Emily Ho, the leader of Oregon State University’s Moore Family Center for Whole Grain Foods, Nutrition and Preventive Health and an internationally recognized expert in the study of nutrients and chronic disease, has been named the next endowed chair and director of the university’s Linus Pauling Institute.

Ho has been a principal investigator at the institute since 2005 and on the faculty of OSU’s College of Public Health and Human Sciences since 2003. She will start in her new position July 1.

“Dr. Ho is a respected and trusted member of the LPI community and brings her vision, experience and passion about health to her new role at the institute, which strives to help people feel better and live longer,” said Irem Tumer, the university’s interim vice president for research. “It is also significant to note that Dr. Ho will be first woman to hold the endowed chair and director position in the LPI’s history.”

Ho earned a Ph.D. in human nutrition at The Ohio State University after graduating with a Bachelor of Science in nutrition sciences from the University of Guelph in Ontario, Canada. She has been director of the Moore Family Center for Whole Grain Foods, Nutrition and Preventive Health since 2012 and became a full professor in Oregon State’s School of Biological & Population Health Sciences the following year.

“The Linus Pauling Institute has transformed the field of nutrition with its cutting-edge research on how dietary components work together to impact human health,” Ho said. “I am honored to have been part of this transformation as a member of the institute for the last 17 years, including 15 as a principal investigator. I am excited to serve as the new endowed chair and director, to lead the LPI in its next chapter, and to continue making an impact by providing revolutionizing strategies to help individuals across the nation and the world achieve optimal health.”

The position that Ho will fill is “a critical role for the future of the institute in establishing Oregon State University as a leader in health sciences,” said Tumer, to whom Ho will report.

(EXTRACTED DATA):
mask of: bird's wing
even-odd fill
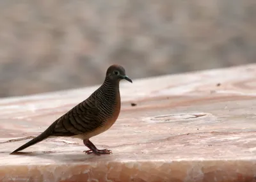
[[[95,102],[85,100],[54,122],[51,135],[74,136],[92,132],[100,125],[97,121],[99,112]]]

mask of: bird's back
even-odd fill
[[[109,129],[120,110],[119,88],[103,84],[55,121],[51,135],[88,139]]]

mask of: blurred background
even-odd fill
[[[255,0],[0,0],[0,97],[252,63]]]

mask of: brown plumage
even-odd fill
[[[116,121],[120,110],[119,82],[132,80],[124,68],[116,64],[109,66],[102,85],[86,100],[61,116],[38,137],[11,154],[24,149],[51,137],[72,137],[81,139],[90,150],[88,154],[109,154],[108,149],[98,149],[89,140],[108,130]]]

---

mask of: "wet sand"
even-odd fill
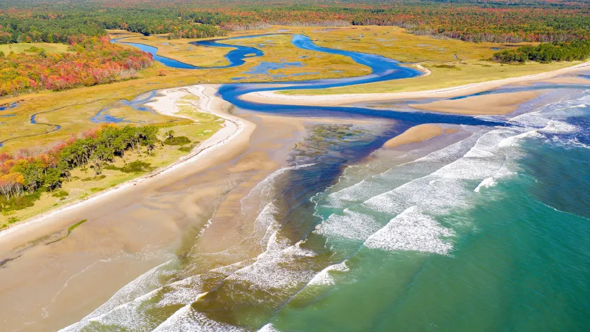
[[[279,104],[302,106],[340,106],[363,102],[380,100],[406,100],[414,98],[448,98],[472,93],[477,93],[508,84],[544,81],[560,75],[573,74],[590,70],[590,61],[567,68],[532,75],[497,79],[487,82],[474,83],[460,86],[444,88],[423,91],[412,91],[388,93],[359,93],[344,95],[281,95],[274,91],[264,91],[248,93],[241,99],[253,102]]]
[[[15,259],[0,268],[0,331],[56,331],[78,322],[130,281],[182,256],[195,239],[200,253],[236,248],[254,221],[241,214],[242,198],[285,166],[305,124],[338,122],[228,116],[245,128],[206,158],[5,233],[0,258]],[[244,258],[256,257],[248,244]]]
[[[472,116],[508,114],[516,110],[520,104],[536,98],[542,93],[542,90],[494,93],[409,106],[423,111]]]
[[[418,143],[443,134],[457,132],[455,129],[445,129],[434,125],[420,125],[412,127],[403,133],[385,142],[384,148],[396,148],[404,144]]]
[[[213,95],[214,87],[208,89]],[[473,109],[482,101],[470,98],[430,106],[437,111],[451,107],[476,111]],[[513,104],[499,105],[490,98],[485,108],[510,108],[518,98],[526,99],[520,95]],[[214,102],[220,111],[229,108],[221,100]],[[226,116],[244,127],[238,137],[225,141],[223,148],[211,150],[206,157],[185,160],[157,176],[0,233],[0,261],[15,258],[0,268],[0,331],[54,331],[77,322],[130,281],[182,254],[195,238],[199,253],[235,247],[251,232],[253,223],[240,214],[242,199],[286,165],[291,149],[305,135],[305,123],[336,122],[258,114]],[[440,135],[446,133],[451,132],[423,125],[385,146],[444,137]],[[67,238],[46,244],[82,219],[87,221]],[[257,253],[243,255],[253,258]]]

(TASKS):
1) According to the announcement about Emily Ho, when will she start as endowed chair and director of the Linus Pauling Institute?
2) Extend the announcement about Emily Ho's appointment, picking up right after its last sentence.
The records can be ignored here.

(TASK-BY-TASK OUTPUTS):
1) She will start on July 1.

2)
“Dr. Ho will lead a dynamic LPI research program and a proactive philanthropic effort, and guide strategic promotion of the institute,” Tumer said. “She will expand collaborative research programs among LPI investigators and also among programs, centers and institutes with complementary interests. Through these efforts, she’ll grow and diversify the research funding base for the Linus Pauling Institute.”

OSU alumnus and two-time Nobel laureate Linus Pauling founded the institute in 1973 to conduct research into how vitamins and other micronutrients might improve the public’s health. It has been based at Oregon State since 1996.

Research programs at the institute investigate the role vitamins, minerals, and chemicals from plants play in human aging, immune function and chronic disease. Their goal is to understand the mechanisms by which components of our diet and/or dietary supplements may affect disease progression and to evaluate their usefulness in disease prevention.

Ho will succeed Richard van Breemen, who will step down June 30.

About the Linus Pauling Institute: The Linus Pauling Institute at OSU is a world leader in the study of micronutrients and their role in promoting optimum health or preventing and treating disease. Major areas of research include heart disease, cancer, aging and neurodegenerative disease.